▶ _Task objective_: This exercise calls for every record to be set down again, exactly and in full.

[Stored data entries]
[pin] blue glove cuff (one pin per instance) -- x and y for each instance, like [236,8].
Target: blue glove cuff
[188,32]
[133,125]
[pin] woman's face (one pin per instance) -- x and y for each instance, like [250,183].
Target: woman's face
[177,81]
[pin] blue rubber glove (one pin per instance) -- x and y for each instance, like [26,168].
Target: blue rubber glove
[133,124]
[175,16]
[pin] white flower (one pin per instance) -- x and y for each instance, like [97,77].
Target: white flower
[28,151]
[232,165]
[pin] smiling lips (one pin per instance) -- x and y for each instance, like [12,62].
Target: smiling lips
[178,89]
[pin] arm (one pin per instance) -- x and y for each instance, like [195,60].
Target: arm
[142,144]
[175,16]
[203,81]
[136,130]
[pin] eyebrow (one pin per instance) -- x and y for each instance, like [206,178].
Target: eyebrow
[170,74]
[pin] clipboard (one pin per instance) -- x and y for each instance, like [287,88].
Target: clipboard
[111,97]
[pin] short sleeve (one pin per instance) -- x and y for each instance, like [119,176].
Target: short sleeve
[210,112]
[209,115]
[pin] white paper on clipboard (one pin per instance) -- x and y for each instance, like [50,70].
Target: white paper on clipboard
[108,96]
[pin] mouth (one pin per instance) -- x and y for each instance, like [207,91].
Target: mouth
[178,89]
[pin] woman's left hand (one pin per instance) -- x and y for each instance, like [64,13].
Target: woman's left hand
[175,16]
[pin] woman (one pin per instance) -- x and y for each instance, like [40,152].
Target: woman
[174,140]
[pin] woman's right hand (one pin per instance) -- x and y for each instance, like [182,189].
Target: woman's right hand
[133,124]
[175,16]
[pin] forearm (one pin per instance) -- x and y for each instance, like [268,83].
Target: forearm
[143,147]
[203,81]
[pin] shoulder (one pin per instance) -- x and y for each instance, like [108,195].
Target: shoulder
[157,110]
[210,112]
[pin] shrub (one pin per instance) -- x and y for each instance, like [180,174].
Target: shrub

▶ _Exercise response_:
[pin] blue glove cuff (one pin per instance) -- x and y for each instance, like [236,8].
Target: blue glove cuff
[188,32]
[133,125]
[pin] woman's face (one pin per instance) -- x and y for each instance, like [250,183].
Target: woman's face
[177,81]
[pin] blue rubber glove (one pin per instance) -- x and y for each instance, like [26,168].
Target: blue rubber glove
[133,124]
[175,16]
[pin] white flower (one pin per instance) -- x and y for each instance, like [97,77].
Target: white flower
[28,151]
[232,165]
[pin] smiling lips (one pin per instance) -- x and y for each instance, like [12,62].
Target: smiling lips
[178,89]
[pin] arm (one pin per instance) -- x and y for each instance, like [195,60].
Target: arm
[142,144]
[175,16]
[203,81]
[136,130]
[pin] eyebrow (one pin per instance) -- x and y for each instance, like [206,178].
Target: eyebrow
[170,74]
[pin] clipboard (one pin per instance) -- x and y for each instance, like [287,88].
Target: clipboard
[111,97]
[pin] short sleeve (one pin per instance) -- x and y for each instance, like [119,176].
Target: short sleeve
[210,112]
[209,115]
[pin] white paper on clipboard (one pin per instance) -- x and y for each instance, like [50,70].
Target: white paper on clipboard
[108,96]
[pin] mouth (one pin per instance) -- x and y for each instance, like [207,91].
Target: mouth
[178,89]
[pin] woman's left hand (one pin per instance) -- x and y for each instance, like [64,13].
Target: woman's left hand
[175,16]
[pin] woman (one pin per instance) -- x and y for each instance, like [40,152].
Target: woman
[174,140]
[pin] woman's right hand (one pin per instance) -- x and y for each instance, like [182,189].
Target: woman's right hand
[133,124]
[175,16]
[pin] forearm (one pin per instance) -- x and y for each instance, like [268,83].
Target: forearm
[143,147]
[203,81]
[pin] shoulder (one pin per instance) -- x and y for each instance, like [108,195].
Target: shoulder
[157,110]
[210,112]
[pin] shrub (one pin per instance) -- x and y for each instance, like [180,174].
Target: shrub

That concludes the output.